### Task instructions
Transcribe all the entries word for word, but omit the images.

----- Data for this exercise

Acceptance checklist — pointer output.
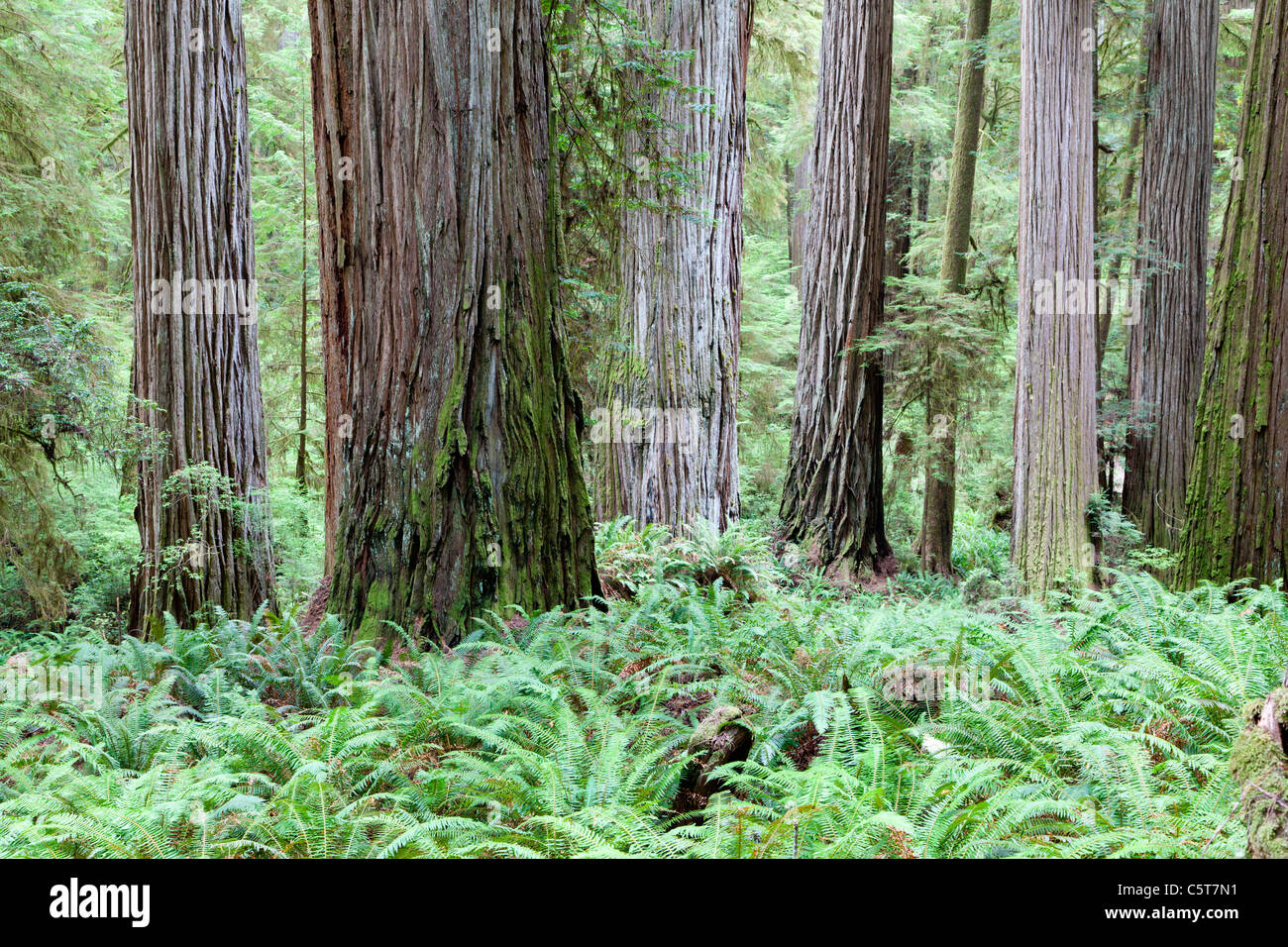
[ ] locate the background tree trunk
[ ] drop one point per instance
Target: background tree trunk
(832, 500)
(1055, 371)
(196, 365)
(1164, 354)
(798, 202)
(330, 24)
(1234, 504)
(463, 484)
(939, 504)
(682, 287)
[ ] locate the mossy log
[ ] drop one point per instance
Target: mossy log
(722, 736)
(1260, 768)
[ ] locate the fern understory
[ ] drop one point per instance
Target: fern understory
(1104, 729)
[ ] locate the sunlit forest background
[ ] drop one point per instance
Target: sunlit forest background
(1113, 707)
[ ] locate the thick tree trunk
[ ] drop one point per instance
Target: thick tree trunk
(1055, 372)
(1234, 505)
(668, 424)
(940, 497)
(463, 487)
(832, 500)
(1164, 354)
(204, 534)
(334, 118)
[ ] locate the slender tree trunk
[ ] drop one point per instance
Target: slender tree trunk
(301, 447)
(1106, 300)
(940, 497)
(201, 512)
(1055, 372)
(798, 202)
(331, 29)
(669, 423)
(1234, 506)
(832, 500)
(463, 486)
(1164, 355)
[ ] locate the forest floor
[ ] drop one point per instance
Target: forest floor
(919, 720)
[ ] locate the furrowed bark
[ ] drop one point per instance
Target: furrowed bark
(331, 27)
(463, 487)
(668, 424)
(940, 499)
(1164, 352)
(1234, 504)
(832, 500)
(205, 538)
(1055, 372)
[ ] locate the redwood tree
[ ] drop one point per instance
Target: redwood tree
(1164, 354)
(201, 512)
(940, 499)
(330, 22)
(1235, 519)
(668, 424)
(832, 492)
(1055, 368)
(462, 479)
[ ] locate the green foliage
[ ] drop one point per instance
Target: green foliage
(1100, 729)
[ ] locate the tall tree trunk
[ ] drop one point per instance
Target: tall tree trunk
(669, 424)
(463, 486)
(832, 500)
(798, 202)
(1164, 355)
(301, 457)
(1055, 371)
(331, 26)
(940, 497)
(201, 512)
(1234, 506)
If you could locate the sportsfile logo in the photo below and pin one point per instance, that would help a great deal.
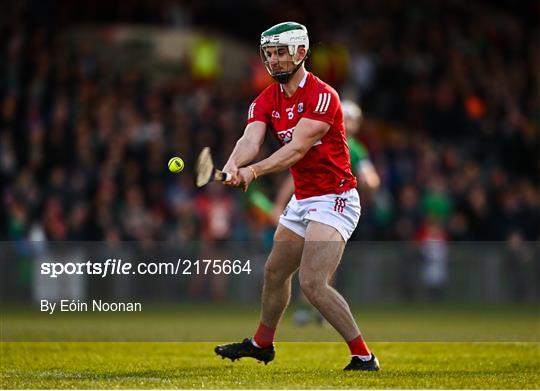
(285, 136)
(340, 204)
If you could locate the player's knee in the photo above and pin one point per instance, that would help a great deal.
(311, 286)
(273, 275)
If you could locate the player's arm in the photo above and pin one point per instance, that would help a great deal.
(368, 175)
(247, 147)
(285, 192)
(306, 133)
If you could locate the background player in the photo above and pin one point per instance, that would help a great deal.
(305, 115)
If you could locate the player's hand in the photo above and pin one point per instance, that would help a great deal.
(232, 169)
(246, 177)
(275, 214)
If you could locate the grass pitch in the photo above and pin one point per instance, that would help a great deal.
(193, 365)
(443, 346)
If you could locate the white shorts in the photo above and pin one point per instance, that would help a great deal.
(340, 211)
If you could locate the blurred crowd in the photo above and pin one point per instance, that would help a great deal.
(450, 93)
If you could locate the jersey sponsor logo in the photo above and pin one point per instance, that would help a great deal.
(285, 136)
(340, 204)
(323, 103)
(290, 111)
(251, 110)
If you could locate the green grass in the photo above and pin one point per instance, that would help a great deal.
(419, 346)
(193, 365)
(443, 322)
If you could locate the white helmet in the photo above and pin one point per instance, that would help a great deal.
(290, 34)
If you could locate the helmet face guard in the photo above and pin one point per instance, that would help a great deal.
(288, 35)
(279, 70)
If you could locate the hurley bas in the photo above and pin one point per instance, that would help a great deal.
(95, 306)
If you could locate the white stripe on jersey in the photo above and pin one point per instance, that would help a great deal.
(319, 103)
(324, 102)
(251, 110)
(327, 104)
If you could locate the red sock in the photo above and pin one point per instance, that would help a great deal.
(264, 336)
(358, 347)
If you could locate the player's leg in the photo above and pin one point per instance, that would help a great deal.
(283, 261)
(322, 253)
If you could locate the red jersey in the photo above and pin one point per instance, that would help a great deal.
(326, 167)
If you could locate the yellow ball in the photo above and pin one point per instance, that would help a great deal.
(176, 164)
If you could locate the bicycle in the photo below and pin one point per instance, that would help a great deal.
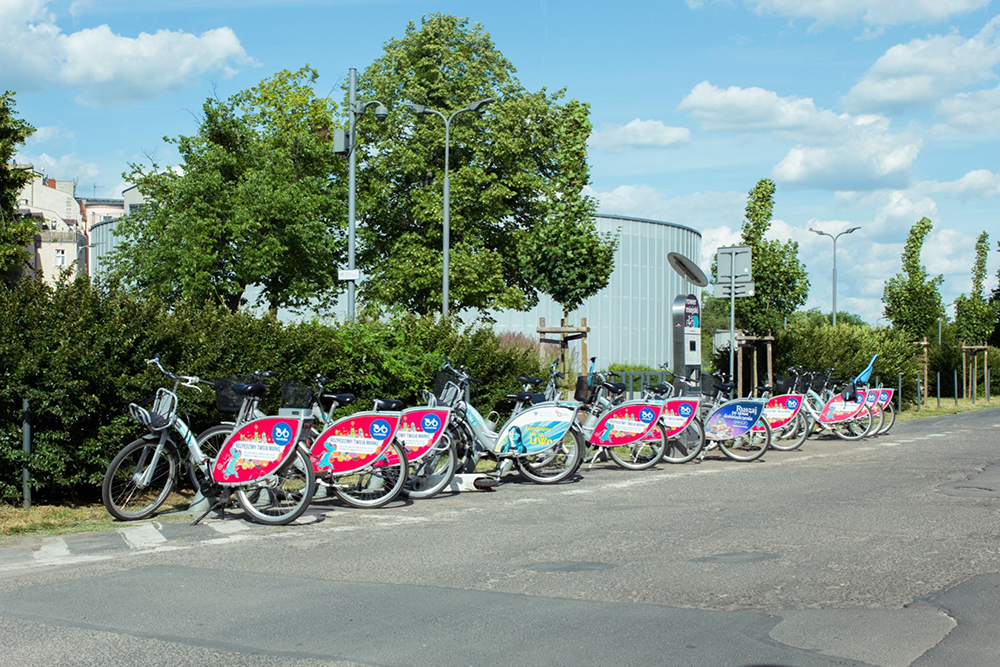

----------

### Exercise output
Acceptance checklist — pointer output.
[ ] locate the background tree trunk
[ ] drop one point per instance
Target: background tree trunk
(832, 500)
(1055, 371)
(196, 365)
(1164, 354)
(798, 202)
(330, 24)
(1234, 504)
(463, 484)
(939, 504)
(682, 287)
[ ] locate the mossy log
[ ] drop one point per instance
Target: mossy log
(722, 736)
(1260, 768)
[ ] locate the fern understory
[ ] drop one point per instance
Target: fern understory
(1104, 729)
[ ] locate the sunlit forest background
[ ] drop one point per instance
Target: sunlit forest background
(1113, 707)
[ ] locate the thick tree trunk
[ ] drop one point per instance
Target: thick tree trunk
(1055, 372)
(1234, 505)
(668, 424)
(940, 497)
(463, 487)
(832, 500)
(1164, 354)
(204, 534)
(334, 118)
[ ] locate the slender tree trunk
[ ] drop one point per instance
Target: slender tree trunk
(301, 447)
(1106, 300)
(940, 497)
(201, 512)
(1055, 372)
(798, 202)
(331, 29)
(669, 423)
(1234, 506)
(832, 500)
(463, 486)
(1164, 355)
[ ] locate the forest floor
[ ] drop one point per instance
Target: forest floor
(919, 720)
[ ] locate the furrowed bark
[ ] drop one point per instance
Target: furrowed bark
(331, 27)
(463, 487)
(668, 424)
(940, 499)
(1164, 352)
(1234, 504)
(832, 500)
(205, 538)
(1055, 372)
[ ] locate the redwood tree
[ ] drop one point per instance
Target: redwood tree
(1164, 354)
(201, 512)
(940, 499)
(330, 22)
(1235, 519)
(668, 424)
(832, 492)
(1055, 368)
(462, 479)
[ ] locate the green foliage
[ ] drop one point per instance
Target: green foliage
(1100, 729)
[ ] locate the tall tree trunk
[ ] drop one point per instance
Target: tall tree trunk
(669, 424)
(463, 486)
(832, 500)
(798, 202)
(1164, 355)
(301, 457)
(1055, 371)
(331, 26)
(940, 497)
(201, 512)
(1234, 506)
If you could locate the sportsfile logo in the photo below and pin one point per instance, that would help a great deal.
(285, 136)
(340, 204)
If you could locate the player's knee in the photo above and pin one point per instance, that would help a great deal.
(311, 286)
(273, 275)
If you could locate the player's arm in the photo above and pin one point per instance, that would help a great deal.
(368, 175)
(247, 147)
(285, 192)
(306, 133)
If you could locate the background player in the photo above and pin one point per instance, that would help a great deal.
(305, 115)
If you could locate the player's hand in the photo above and pin one point per instance, that would help a great deal.
(232, 169)
(246, 177)
(275, 214)
If you could locate the grass pitch in the photo above and pin one point per instance, that would help a great deal.
(193, 365)
(443, 346)
If you could locate the white shorts in the photo above and pin one point per instance, that would help a great deal.
(340, 211)
If you could locate the blurred crowd in the photo above and pin one point per instance, that would help a great deal.
(450, 93)
If you could locate the jersey sponsor logo in the photo above and pin one point per instance, that would help a great deal.
(285, 136)
(340, 204)
(323, 103)
(290, 111)
(251, 110)
If you could locate the green grass in the photo above and pin one point per instance, that would help a great deal.
(419, 346)
(193, 365)
(443, 322)
If you could locate the white helmet in the photo above and pin one point per instance, that would help a great deal.
(290, 34)
If you could locate the helmet face guard in the photo above and pin one point per instance, that would help a great deal.
(288, 35)
(279, 70)
If you could locate the hurley bas in the photo above and pin one point per instance, that would help a great deal.
(95, 306)
If you could locate the white stripe on jersey in the photo above and pin one point per instance, that would help a great deal.
(319, 103)
(324, 102)
(251, 110)
(327, 104)
If you could locate the red sock in the photo above and pin one point per instance, that would help a great deal.
(264, 336)
(358, 347)
If you could locate the player's leg in the photo above and pin one point per instance, that would help a great deal.
(283, 261)
(322, 253)
If you could locate the red jersey in the photo above and pin one point per instance, that would help a great deal.
(326, 167)
If you could locate the yellow ball in the photo above and pin one point per instance, that would help a great deal.
(176, 164)
If you could locate the bicycle in the photo below and pin one point per instance, that would help a great deal.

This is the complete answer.